Extract -
I want my sprites to make the transition in a way that they appear where they should if they followed a straight line through the space between the screens.

I hope that was clear enough.

Anyway, the first thing I thought was pretty simple. Instead of placing my sprite right on the Y border of the screen it should "jump" to, I placed it roughly 90 pixels before. This way if the sprite keeps the same trajectory, it eventually appears in the position the player would expect. The problem with this is that the sprite actually has to go the distance unseen.

My second and better approach was to use some simple trigonometry. I would calculate the X position on the new screen using the entrance angle and having as a constant the space between screens. If I'm not mistaken that would be something like this:
Code:
float Xpos = 90/tan(angle);

I'm pretty sure that should work, so I think my problem is doing it with fixed point. This is what I got
Code:
int Xpos = 90<<8/TAN[angle&0x01FF]>>4;

Is the math in there alright? I'm aiming for a 8.8 fixed point result, but I'm not to clear as to what extra shift I have to do in order to get a proper result from a fixed point division.

#157856 - Sweater Fish Deluxe - Fri May 30, 2008 9:25 pm

I don't know if your math is right or not, but personally I don't think this method of handling the gap will really feel more natural. It depends on how your sprites are moving obviously, but if they approach the gap at anything less than a 60 degree angle, I think it would be pretty disorienting to have them suddenly appear on the other screen, at a totally different X coordinate. I also find that the speed the sprite is moving is significant in how noticeable the gap is. But by all means try this out and let us know how it feels. It might be fine in your particular game.

One other thing I could suggest is to just pretend the gap smaller than it really is. It's actually 96pixels on a Lite, but coding it as 48 seems to still feel okay, but again that would depend on how the sprites move in a particular game.

One thing I've considered is using triangles or arrows that appear on both screens whenever a sprite is hidden in the gap. One where it went off screen and another where it will appear on the second screen, both pointing to the sprite off screen and maybe getting larger or changing color as the sprite gets closer to them. It's kind of complicated, so I don't know if it would really be effective in a gameplay setting, but it's something I've considered.

The tasks -
1. Return the passage of the screen-gap discussion above, word for word, starting at "#157856 - Sweater" and ending at "your particular game.".
2. Select each line of the listing below that contains the string "lagoon", and copy those lines unchanged.

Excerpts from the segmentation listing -

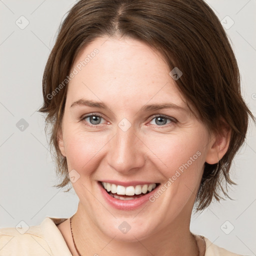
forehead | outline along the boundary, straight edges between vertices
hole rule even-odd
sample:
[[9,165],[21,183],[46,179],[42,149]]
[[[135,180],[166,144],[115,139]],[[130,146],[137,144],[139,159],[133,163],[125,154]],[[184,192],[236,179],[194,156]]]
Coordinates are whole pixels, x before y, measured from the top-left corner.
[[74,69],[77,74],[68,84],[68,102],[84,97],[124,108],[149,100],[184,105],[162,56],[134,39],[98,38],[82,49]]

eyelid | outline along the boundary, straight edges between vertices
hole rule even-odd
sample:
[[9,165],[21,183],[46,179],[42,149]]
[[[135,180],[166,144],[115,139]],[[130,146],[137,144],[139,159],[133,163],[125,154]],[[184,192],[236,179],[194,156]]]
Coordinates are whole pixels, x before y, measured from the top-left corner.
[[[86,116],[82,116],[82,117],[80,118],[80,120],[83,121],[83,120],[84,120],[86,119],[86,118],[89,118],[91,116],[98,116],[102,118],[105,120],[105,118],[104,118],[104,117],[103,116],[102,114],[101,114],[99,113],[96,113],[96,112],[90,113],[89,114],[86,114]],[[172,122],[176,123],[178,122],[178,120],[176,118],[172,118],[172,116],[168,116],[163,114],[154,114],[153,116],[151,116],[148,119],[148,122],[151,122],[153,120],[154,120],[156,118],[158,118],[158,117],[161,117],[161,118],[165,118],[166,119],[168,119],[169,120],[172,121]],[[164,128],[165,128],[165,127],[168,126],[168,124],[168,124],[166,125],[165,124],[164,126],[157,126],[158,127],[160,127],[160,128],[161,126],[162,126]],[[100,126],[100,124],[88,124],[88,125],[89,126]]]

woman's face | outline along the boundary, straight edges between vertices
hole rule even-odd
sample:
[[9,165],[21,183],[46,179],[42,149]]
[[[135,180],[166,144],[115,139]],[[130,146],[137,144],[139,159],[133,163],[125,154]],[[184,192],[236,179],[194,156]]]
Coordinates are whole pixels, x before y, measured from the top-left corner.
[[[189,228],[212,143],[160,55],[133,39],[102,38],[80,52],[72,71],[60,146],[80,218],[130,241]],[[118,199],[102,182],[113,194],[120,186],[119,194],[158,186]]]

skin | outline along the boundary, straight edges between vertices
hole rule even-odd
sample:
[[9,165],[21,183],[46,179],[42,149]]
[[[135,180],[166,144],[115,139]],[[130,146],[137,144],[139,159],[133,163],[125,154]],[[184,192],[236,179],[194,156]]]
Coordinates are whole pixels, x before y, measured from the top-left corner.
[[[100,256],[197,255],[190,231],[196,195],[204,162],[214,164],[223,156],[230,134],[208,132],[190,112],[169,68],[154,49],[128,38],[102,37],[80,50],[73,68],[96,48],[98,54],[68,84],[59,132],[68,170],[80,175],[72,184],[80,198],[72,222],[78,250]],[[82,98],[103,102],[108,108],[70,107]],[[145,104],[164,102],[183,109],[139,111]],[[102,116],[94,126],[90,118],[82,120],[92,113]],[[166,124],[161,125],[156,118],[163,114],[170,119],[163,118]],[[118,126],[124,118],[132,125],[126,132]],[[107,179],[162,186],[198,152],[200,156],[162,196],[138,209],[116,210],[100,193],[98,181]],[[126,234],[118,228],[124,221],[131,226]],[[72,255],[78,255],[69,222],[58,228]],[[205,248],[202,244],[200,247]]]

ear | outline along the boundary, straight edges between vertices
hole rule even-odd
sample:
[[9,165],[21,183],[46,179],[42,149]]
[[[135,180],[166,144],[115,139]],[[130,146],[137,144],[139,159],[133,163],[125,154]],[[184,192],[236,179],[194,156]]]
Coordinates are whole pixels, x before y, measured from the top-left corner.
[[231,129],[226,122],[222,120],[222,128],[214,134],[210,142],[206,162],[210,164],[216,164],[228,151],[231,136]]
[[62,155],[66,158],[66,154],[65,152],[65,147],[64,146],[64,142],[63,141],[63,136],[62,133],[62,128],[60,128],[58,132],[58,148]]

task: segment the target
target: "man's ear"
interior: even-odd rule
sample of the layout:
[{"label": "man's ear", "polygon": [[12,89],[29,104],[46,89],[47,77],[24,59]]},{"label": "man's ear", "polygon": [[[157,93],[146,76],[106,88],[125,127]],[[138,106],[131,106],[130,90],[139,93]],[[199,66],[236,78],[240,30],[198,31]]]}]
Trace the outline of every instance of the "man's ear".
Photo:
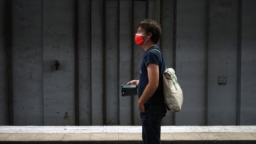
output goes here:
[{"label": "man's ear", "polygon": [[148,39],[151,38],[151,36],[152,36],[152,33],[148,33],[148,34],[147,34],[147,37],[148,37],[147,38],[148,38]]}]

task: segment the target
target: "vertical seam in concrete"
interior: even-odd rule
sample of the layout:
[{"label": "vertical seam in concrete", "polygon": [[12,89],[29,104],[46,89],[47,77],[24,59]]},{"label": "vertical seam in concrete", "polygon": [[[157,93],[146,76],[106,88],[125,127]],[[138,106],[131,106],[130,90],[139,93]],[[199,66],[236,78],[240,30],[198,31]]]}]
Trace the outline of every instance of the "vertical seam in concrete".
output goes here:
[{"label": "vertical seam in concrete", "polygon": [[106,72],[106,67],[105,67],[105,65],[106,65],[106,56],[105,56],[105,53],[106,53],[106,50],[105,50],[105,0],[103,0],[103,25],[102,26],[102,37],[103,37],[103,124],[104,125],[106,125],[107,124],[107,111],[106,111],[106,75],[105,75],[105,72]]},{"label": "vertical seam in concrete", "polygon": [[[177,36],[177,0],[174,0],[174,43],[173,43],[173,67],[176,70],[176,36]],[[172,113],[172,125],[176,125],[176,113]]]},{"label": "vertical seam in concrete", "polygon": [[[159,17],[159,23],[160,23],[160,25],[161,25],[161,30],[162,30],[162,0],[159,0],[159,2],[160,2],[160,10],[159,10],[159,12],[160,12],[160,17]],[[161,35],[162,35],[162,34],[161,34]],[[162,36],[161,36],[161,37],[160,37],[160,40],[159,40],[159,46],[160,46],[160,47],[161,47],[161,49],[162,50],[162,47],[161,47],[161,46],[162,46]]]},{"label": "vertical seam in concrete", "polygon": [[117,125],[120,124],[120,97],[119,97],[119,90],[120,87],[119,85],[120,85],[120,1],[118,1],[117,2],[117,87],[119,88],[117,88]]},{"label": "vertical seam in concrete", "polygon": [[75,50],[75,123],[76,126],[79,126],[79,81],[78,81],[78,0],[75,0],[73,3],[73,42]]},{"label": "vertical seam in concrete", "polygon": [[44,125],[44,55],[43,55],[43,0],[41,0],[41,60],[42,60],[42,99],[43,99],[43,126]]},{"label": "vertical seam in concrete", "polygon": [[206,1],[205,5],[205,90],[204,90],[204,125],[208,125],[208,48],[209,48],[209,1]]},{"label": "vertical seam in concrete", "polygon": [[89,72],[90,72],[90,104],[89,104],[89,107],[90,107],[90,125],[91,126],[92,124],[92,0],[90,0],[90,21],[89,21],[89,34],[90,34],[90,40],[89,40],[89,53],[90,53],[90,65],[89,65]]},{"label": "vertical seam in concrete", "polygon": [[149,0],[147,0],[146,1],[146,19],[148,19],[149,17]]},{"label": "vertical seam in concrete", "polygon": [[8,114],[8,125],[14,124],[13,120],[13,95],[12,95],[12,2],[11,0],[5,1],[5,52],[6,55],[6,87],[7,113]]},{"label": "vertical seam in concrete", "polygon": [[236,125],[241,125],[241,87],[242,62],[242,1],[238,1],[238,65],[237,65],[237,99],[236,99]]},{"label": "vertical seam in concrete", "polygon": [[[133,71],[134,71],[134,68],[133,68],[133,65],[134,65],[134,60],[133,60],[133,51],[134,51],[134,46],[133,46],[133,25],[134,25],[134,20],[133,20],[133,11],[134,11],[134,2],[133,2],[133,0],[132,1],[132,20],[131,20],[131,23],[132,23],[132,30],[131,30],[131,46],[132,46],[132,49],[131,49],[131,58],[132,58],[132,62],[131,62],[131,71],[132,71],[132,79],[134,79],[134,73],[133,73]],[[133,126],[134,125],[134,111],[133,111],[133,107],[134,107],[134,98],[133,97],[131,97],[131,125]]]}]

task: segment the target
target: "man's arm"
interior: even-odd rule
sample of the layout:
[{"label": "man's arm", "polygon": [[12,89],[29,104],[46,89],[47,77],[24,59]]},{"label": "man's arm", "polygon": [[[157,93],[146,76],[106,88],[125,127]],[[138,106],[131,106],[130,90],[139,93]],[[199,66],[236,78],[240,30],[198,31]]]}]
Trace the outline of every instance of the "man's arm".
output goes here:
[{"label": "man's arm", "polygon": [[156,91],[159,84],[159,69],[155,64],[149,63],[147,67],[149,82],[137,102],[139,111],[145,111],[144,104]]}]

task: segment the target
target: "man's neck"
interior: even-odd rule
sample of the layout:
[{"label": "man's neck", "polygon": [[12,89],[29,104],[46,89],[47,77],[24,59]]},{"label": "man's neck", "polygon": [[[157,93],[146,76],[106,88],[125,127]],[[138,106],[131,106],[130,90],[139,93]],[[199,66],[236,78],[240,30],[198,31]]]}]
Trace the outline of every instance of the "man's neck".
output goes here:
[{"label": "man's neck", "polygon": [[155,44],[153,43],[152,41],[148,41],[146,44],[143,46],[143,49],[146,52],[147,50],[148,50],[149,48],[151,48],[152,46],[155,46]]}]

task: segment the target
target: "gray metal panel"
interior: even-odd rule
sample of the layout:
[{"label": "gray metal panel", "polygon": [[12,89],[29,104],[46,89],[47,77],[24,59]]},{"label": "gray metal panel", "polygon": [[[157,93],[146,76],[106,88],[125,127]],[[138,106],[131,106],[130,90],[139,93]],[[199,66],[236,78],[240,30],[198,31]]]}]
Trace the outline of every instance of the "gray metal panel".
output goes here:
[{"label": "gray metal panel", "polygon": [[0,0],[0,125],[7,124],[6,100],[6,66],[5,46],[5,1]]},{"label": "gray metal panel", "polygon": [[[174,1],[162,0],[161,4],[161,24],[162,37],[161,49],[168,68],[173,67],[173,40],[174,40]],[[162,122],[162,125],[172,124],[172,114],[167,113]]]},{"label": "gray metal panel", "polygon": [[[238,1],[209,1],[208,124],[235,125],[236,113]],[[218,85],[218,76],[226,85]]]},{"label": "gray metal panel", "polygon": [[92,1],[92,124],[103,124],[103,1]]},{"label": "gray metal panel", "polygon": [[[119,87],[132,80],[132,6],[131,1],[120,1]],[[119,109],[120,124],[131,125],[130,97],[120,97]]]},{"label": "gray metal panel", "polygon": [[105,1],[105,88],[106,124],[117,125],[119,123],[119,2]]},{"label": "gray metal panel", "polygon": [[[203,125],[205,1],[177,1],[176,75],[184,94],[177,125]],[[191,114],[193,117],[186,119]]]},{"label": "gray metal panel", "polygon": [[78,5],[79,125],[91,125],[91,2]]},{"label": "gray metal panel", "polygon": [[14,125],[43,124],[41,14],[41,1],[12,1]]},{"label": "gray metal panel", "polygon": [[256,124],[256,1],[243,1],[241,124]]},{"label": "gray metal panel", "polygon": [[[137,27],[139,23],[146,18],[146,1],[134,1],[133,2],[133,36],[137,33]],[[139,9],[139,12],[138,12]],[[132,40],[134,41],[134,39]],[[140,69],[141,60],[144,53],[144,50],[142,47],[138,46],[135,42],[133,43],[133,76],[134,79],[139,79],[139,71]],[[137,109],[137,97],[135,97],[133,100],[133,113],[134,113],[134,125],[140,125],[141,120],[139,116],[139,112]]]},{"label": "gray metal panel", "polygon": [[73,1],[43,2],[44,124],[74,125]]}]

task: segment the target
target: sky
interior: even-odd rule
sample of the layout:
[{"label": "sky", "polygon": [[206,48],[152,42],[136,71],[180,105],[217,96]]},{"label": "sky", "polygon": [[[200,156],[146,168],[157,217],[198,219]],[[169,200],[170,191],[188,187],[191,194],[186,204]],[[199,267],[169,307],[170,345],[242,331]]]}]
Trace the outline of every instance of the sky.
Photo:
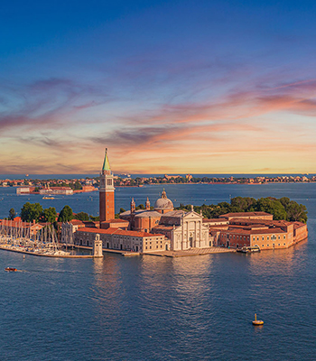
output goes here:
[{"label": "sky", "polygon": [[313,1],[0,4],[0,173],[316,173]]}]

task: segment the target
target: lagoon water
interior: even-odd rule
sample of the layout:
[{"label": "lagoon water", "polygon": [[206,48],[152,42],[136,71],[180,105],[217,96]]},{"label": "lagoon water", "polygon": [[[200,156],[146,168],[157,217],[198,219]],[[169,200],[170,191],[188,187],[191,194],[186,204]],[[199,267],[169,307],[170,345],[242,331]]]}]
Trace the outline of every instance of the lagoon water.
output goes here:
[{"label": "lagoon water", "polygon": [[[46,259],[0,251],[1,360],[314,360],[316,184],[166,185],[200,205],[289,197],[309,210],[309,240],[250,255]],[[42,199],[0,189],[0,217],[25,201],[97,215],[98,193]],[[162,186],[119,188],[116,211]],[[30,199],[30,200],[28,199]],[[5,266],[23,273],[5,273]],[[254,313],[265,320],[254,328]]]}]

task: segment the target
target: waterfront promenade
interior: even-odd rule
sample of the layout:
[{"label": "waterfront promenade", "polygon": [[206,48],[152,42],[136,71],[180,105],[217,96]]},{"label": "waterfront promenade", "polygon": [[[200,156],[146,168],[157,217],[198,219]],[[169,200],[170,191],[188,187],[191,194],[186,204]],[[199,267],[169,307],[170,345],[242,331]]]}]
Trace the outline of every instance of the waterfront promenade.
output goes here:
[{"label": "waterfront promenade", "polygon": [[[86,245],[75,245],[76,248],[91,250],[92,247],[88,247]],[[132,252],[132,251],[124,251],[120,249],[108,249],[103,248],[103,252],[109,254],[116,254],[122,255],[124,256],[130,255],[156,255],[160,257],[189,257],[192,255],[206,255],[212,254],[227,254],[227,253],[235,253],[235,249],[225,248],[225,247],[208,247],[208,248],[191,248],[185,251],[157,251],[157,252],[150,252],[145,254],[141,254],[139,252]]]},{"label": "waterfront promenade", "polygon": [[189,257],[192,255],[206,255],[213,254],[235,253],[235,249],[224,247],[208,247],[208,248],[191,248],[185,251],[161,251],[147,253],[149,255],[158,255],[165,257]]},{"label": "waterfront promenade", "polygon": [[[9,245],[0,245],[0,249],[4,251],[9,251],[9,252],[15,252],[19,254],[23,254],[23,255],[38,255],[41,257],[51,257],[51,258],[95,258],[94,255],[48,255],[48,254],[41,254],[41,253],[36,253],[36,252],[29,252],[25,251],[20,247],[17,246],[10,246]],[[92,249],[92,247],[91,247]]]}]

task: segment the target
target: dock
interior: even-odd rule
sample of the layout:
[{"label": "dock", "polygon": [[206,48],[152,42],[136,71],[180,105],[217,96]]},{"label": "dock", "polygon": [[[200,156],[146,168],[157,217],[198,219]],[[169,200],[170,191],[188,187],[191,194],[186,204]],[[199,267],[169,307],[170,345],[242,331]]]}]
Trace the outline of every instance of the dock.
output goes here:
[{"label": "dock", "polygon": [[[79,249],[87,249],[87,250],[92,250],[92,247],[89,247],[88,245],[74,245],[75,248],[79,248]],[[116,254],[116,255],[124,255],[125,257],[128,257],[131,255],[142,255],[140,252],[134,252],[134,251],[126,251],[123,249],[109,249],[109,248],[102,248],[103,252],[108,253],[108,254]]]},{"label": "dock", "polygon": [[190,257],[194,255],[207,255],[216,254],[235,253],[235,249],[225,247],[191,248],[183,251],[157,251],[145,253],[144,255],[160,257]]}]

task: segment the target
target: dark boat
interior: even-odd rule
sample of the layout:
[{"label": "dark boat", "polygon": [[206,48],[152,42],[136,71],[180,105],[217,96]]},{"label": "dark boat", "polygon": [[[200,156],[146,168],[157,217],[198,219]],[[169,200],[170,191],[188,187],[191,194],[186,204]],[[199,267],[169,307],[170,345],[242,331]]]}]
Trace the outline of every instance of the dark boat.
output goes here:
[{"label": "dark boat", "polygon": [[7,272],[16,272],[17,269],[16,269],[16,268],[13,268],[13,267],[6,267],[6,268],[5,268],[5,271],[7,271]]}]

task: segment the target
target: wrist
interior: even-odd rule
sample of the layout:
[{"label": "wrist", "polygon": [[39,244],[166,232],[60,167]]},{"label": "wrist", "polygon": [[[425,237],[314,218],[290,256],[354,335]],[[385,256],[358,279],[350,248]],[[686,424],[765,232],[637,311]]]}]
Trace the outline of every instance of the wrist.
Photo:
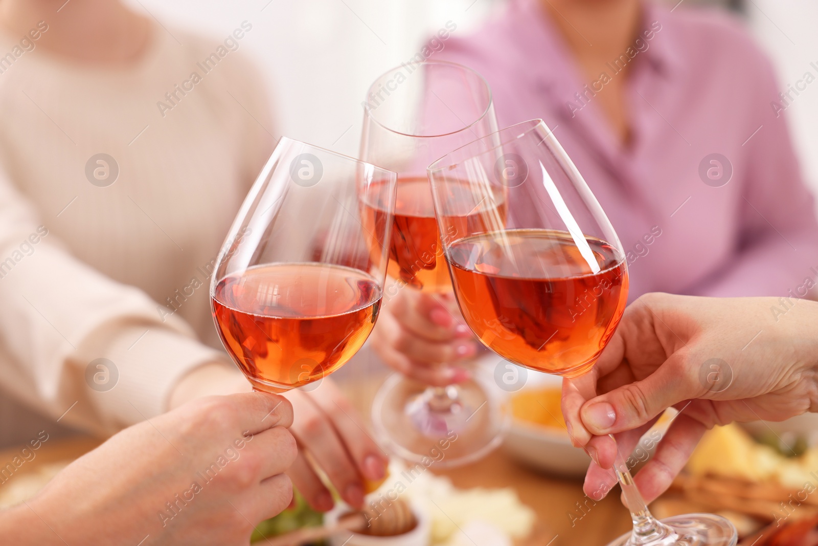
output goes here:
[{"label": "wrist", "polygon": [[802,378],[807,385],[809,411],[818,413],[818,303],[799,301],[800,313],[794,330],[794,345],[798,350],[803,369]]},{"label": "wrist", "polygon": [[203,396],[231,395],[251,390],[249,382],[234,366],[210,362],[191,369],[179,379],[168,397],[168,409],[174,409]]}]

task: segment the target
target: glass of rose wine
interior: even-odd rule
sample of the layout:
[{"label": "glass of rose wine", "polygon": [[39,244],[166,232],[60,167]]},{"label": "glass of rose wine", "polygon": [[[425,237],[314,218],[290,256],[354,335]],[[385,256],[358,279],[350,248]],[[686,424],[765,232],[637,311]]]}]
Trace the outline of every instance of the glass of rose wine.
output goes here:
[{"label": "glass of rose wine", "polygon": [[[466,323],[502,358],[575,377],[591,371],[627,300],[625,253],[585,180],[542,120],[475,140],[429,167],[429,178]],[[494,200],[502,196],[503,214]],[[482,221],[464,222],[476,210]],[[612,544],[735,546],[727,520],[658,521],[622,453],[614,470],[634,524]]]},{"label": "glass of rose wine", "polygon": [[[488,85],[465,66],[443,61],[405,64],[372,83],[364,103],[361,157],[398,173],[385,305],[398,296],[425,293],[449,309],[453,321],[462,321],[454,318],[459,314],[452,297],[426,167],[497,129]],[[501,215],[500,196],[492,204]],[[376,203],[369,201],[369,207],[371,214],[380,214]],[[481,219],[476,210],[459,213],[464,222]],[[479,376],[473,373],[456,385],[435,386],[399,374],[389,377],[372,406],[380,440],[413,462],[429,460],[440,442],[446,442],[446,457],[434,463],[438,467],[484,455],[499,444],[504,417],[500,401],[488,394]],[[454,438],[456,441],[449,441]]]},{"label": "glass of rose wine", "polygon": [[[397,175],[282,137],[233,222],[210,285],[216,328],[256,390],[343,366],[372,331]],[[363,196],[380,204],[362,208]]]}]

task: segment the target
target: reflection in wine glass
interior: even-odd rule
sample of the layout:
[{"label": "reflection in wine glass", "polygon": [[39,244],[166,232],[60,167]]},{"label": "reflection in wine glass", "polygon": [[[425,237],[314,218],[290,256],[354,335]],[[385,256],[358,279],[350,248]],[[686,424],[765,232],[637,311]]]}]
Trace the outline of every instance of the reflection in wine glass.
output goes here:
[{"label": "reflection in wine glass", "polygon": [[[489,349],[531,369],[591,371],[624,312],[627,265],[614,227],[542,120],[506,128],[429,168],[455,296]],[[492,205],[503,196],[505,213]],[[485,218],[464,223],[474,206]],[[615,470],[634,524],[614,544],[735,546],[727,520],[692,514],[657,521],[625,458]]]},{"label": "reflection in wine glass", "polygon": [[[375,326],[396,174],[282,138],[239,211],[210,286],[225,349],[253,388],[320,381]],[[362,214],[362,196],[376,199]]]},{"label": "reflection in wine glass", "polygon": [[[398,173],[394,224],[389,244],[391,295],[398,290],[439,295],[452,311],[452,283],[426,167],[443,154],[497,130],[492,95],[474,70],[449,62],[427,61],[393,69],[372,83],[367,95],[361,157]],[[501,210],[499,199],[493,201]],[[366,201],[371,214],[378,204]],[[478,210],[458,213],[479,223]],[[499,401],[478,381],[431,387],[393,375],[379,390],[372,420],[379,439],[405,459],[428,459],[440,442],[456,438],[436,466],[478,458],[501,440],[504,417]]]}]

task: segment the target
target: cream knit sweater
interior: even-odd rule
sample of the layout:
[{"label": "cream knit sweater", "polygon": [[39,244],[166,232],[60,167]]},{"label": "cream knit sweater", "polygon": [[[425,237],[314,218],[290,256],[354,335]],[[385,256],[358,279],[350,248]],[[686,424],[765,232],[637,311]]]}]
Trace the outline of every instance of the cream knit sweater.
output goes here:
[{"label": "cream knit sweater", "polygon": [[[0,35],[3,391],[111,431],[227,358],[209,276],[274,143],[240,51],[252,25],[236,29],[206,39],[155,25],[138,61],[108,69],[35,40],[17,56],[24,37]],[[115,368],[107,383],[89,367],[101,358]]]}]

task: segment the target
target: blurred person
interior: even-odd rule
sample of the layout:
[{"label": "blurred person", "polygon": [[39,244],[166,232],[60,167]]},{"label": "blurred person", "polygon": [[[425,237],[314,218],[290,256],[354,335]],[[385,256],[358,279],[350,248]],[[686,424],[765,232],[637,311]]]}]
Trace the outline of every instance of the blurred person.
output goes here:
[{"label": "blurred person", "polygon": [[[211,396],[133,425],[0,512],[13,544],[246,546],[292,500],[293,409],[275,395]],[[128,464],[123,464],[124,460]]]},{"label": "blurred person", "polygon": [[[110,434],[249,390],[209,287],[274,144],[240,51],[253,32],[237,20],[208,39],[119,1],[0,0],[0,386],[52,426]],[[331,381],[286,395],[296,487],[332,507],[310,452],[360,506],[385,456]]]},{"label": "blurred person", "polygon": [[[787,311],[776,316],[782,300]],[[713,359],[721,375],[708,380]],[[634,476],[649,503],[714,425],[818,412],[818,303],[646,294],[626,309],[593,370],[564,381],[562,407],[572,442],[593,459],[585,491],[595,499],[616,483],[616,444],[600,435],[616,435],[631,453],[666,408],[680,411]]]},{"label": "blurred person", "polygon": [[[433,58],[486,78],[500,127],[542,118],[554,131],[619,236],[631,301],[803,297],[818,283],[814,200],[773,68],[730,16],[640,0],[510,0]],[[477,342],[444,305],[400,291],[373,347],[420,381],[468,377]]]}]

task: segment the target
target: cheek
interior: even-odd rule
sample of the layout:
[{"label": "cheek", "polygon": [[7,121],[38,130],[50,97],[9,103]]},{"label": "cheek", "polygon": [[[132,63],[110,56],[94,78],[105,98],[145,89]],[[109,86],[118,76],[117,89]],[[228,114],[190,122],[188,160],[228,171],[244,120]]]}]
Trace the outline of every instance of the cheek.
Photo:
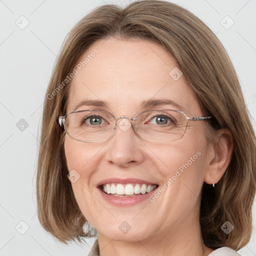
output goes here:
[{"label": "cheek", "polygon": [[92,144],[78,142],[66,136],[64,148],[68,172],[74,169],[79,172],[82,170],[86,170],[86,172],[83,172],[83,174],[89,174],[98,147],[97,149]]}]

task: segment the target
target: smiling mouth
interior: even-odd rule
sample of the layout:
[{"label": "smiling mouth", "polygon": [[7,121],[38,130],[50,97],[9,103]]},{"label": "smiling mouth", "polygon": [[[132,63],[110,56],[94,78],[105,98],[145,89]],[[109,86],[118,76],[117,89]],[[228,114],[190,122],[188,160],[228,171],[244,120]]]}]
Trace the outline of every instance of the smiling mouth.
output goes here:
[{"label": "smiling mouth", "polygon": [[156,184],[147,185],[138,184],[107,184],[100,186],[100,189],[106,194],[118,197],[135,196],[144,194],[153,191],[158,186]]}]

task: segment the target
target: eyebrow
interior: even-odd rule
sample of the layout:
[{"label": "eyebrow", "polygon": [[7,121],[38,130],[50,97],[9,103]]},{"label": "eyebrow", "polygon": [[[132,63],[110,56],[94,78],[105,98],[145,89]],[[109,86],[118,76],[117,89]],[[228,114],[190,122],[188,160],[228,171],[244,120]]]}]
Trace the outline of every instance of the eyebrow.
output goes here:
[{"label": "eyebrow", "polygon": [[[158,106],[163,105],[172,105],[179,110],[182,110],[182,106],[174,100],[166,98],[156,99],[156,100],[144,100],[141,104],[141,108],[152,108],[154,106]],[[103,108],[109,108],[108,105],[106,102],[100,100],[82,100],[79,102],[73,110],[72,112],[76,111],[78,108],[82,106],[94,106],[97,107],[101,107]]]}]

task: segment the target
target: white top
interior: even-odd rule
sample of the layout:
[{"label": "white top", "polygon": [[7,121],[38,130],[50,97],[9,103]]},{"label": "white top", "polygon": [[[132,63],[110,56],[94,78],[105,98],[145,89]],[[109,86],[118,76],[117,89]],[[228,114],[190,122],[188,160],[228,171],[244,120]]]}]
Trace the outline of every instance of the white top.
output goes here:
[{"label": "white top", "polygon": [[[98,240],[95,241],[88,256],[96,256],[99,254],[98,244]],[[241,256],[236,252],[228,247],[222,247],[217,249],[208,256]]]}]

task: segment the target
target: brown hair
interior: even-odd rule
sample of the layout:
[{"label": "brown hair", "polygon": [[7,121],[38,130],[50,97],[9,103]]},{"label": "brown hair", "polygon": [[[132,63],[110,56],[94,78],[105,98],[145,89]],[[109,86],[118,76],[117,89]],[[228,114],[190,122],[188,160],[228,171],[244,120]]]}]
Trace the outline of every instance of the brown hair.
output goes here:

Task-by-task solutions -
1.
#157856 - Sweater Fish Deluxe - Fri May 30, 2008 9:25 pm

I don't know if your math is right or not, but personally I don't think this method of handling the gap will really feel more natural. It depends on how your sprites are moving obviously, but if they approach the gap at anything less than a 60 degree angle, I think it would be pretty disorienting to have them suddenly appear on the other screen, at a totally different X coordinate. I also find that the speed the sprite is moving is significant in how noticeable the gap is. But by all means try this out and let us know how it feels. It might be fine in your particular game.

2.
target: lagoon water
[{"label": "lagoon water", "polygon": [[206,48],[152,42],[136,71],[180,105],[217,96]]},{"label": "lagoon water", "polygon": [[[200,156],[146,168],[157,217],[198,219]],[[169,200],[170,191],[188,187],[191,194],[186,204]],[[199,267],[169,307],[170,345],[242,331]]]}]
Trace the outline of every instance of the lagoon water.
[{"label": "lagoon water", "polygon": [[[46,259],[0,251],[1,360],[314,360],[316,184],[166,185],[200,205],[289,197],[309,210],[309,240],[250,255]],[[42,199],[0,189],[0,217],[25,201],[97,215],[98,193]],[[162,186],[119,188],[116,211]],[[30,199],[30,200],[28,199]],[[5,266],[23,273],[5,273]],[[254,313],[265,320],[254,328]]]}]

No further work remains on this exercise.